Document segment:

• • • • •

Solved: quorum disks not online, looking for the best way ...

infinitiguy · ‎03-09-2011

Hi,

We had some major maintenance last weekend that involved taking down our SAN and re-iping a lot of stuff. One of our VCS clusters came online without it's quorom disks. I unmounted the shared storage on the secondary node, so services can't start on there but now I'm looking for the best way to resolve without having to restart the cluster. It's a MYSQL cluster, so I don't want to have to restart all of the applications that depend on it if I don't have to. We use iscsi to connect to the quorum drives, and the issue was with the IP changed, iscsi failed to connect to the luns. This was resolved after we got the DB's back online, so now iscsi can connect, but I don't know how to fix vcs.

Has this ever happened to anyone and have any recommendations in terms of steps? Is this something I can do without affecting mysql?

problem cluster

[root@linsql01u35 ~]# vxfenadm -d

VXFEN vxfenadm ERROR V-11-2-1101 Open failed for device: /dev/vxfen

working cluster
[root@linsvn02u32 ~]# vxfenadm -d

I/O Fencing Cluster Information:
================================

Fencing Protocol Version: 201
Fencing Mode: SCSI3
Fencing SCSI3 Disk Policy: dmp
Cluster Members:

          0 (linsvn01u32.prod.domain.com)
        * 1 (linsvn02u32.prod.domain.com)

RFSM State Information:
        node   0 in state 8 (running)
        node   1 in state 8 (running)

Marianne · ‎03-10-2011

About vxdisk list - it simply lists what is seen.

we need -o alldgs option because fencing disks must be visible, but not imported.

• • • • •

What to do:
Carry on the forum thread about the VCS cluster whose quorum disks did not come online, picking up after its final sentence.

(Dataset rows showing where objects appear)

• • • • •

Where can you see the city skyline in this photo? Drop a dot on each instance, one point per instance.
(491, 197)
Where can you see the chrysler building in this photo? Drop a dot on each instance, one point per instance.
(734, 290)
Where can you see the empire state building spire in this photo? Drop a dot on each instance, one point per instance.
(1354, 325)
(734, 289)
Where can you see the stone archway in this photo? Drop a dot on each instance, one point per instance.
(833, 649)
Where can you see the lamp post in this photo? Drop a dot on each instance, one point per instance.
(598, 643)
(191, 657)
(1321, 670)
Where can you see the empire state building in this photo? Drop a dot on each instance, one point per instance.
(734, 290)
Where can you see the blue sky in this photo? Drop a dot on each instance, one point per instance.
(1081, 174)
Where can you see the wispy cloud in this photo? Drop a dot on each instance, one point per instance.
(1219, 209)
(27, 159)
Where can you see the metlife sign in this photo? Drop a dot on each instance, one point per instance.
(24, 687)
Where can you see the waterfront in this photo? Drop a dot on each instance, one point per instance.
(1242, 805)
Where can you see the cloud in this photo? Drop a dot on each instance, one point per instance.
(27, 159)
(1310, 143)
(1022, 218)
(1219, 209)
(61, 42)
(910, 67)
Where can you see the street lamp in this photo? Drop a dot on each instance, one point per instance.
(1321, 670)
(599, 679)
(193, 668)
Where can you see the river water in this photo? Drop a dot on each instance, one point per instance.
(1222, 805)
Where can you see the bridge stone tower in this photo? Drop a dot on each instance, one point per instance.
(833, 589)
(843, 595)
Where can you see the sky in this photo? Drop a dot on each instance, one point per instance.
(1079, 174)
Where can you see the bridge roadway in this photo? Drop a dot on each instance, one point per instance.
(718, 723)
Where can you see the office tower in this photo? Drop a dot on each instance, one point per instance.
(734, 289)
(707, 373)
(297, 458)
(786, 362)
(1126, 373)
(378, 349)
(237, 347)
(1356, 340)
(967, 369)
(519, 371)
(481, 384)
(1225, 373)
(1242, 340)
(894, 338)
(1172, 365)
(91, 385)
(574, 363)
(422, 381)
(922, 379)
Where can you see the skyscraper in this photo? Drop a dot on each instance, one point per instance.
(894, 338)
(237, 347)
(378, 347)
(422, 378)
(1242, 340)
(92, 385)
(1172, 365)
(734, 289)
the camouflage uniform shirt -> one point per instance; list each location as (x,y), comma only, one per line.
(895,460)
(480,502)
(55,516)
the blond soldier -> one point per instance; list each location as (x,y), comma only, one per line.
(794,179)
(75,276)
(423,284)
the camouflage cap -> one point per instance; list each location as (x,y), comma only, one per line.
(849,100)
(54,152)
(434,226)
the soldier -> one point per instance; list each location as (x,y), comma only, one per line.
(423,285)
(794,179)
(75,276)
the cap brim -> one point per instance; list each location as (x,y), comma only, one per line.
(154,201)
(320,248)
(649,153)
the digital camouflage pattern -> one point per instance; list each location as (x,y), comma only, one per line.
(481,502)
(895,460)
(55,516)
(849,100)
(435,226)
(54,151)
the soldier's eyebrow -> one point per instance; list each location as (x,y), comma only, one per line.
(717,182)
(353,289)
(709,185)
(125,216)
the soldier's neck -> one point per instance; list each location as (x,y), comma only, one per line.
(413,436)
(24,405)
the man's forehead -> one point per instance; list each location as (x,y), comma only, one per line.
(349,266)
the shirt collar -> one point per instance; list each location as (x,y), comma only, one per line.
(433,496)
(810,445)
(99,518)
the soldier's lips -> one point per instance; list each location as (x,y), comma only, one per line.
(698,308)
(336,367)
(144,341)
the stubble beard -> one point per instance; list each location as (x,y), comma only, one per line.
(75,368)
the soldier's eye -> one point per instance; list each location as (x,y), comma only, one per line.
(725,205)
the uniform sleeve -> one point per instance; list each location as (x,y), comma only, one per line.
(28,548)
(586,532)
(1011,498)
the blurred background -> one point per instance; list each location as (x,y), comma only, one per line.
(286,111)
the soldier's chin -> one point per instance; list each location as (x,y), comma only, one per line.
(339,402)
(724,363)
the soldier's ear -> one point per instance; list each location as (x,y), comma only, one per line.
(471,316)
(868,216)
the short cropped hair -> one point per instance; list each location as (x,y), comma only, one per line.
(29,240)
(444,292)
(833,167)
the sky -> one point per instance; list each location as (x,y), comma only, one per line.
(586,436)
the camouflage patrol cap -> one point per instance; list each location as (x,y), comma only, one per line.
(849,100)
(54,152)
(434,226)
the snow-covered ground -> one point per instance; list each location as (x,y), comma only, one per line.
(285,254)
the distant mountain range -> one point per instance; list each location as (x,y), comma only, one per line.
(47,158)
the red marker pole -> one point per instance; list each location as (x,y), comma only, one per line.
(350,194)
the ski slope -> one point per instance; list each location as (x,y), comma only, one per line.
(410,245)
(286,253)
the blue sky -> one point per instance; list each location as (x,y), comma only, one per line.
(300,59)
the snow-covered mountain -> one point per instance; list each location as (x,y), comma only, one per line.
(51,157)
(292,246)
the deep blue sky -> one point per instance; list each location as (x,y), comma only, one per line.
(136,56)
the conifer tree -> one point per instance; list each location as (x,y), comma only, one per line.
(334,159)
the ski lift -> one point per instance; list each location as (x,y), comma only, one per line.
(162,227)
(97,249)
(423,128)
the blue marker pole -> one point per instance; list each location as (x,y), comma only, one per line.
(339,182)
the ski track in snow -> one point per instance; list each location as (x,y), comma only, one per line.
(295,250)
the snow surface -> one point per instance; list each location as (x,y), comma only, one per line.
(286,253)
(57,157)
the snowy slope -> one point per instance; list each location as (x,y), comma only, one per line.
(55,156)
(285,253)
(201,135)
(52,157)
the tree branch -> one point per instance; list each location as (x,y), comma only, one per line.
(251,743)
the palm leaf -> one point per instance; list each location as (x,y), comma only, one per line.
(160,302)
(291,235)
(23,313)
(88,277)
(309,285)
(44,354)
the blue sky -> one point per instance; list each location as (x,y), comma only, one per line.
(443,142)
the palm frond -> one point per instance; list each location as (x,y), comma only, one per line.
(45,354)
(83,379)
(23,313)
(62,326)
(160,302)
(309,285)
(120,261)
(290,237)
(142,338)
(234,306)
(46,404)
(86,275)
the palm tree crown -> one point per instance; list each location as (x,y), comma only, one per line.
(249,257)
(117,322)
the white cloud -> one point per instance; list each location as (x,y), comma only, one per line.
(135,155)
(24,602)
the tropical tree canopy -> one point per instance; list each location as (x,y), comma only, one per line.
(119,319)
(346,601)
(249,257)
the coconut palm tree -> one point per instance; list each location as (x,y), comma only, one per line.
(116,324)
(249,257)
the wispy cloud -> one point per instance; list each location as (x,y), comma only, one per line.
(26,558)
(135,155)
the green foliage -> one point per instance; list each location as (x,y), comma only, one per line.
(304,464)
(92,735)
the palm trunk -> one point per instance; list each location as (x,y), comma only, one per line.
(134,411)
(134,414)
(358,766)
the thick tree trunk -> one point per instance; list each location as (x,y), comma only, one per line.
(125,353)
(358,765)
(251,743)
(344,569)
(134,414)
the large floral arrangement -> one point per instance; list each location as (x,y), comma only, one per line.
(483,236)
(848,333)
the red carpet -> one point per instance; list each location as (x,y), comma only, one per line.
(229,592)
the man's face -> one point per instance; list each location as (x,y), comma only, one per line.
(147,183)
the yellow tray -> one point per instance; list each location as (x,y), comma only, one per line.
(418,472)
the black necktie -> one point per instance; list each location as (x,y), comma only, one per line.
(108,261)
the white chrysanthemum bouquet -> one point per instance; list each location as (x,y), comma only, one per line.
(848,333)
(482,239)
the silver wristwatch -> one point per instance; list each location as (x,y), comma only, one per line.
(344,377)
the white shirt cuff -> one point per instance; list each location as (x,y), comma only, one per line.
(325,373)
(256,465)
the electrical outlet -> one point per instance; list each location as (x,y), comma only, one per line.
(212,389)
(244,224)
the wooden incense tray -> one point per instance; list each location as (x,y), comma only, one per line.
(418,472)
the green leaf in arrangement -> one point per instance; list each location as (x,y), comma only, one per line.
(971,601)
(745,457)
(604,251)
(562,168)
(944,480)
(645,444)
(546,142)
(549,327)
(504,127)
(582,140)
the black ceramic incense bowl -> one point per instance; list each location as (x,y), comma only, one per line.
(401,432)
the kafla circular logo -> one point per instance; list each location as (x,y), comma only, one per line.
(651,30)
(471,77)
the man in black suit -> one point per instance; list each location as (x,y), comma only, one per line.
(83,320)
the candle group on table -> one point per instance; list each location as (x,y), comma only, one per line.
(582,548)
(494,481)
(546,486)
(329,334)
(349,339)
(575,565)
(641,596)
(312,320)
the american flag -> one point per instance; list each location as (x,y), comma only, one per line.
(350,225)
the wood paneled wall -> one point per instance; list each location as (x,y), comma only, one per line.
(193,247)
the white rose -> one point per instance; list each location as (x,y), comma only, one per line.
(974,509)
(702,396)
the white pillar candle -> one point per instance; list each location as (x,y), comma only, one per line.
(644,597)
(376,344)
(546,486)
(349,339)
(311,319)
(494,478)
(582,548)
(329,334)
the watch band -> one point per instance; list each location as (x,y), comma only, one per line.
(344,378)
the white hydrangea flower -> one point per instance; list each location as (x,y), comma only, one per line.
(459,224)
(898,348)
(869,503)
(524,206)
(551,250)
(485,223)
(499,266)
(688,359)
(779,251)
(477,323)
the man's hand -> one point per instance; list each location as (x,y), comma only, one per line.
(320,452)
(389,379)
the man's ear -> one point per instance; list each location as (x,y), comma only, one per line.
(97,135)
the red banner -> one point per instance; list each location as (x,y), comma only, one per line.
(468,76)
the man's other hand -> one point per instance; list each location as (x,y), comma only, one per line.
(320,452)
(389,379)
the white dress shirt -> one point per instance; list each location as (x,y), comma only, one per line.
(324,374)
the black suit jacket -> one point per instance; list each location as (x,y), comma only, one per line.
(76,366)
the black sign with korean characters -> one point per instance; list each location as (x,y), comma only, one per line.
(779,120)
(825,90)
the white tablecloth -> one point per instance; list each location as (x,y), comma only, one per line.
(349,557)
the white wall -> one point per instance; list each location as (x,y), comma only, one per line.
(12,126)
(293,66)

• • • • •

Response:
If fencing/coordinator disks can be seen, we should be able to start fencing:
/etc/init.d/vxfen start

The whole process of configuring fencing is described in VCS Install Guide: https://sort.symantec.com/public/documents/sf/5.0MP3/linux/pdf/vcs_install.pdf

Handy NetBackup Links

View solution in original post

Gaurav_S · ‎03-09-2011

can you paste below output from both the nodes

# gabconfig -a

also, what is VCS & OS versions ?

Gaurav

infinitiguy · ‎03-09-2011

VCS 5.0.3 i believe. OS is RHEL 5.2 64bit

I included output from the broken cluster, as well as a working cluster for comparison. I didn't set these up so I'm unsure as to what exactly port b is referring to (which is missing in the sql cluster).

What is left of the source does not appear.